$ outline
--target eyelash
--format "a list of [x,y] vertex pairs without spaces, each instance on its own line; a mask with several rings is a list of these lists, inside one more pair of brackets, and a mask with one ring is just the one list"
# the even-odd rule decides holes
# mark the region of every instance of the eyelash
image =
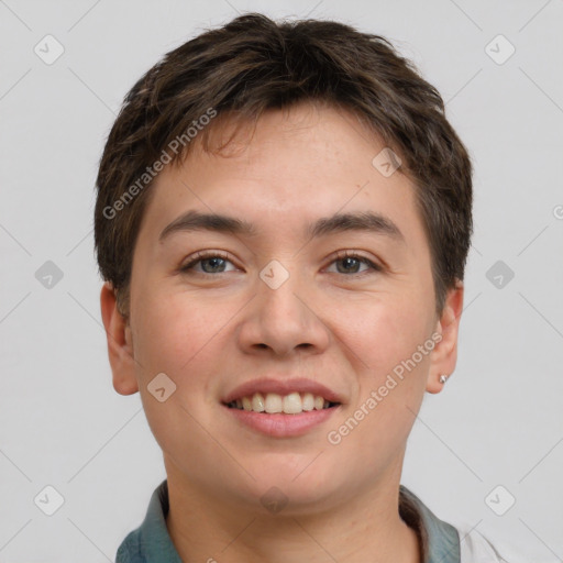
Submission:
[[[194,269],[194,266],[196,264],[198,264],[199,262],[202,262],[205,260],[208,260],[208,258],[221,258],[221,260],[224,260],[227,262],[231,262],[229,260],[229,256],[220,251],[216,251],[216,252],[198,252],[196,254],[196,256],[194,257],[194,260],[191,260],[190,262],[188,262],[186,265],[181,266],[179,268],[179,272],[181,272],[183,274],[194,274],[194,275],[200,275],[200,276],[218,276],[220,274],[228,274],[228,272],[218,272],[217,274],[208,274],[207,272],[191,272]],[[356,254],[352,251],[344,251],[344,252],[340,252],[336,254],[336,256],[331,261],[331,265],[335,262],[339,262],[339,261],[342,261],[344,258],[354,258],[354,260],[357,260],[360,261],[361,263],[369,266],[369,268],[372,268],[373,272],[360,272],[360,273],[353,273],[353,274],[341,274],[340,272],[336,272],[336,274],[341,274],[342,276],[346,276],[346,277],[361,277],[361,276],[364,276],[364,275],[369,275],[369,274],[373,274],[374,272],[377,273],[377,272],[383,272],[383,267],[379,266],[378,264],[375,264],[374,262],[372,262],[371,260],[366,258],[365,256],[362,256],[361,254]]]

▸ **Set task**: Reproduce verbatim the part of the material that begins with its first line and ends with the line containing "list of [x,y]", including both of those lines.

▸ **The result**:
$ outline
--target eyelash
--format "a list of [x,y] vertex pairs without spaces, each instance on its own line; a mask with several rings is a list of these lists, inside one more pair of brackets, and a mask with one ring is just the one list"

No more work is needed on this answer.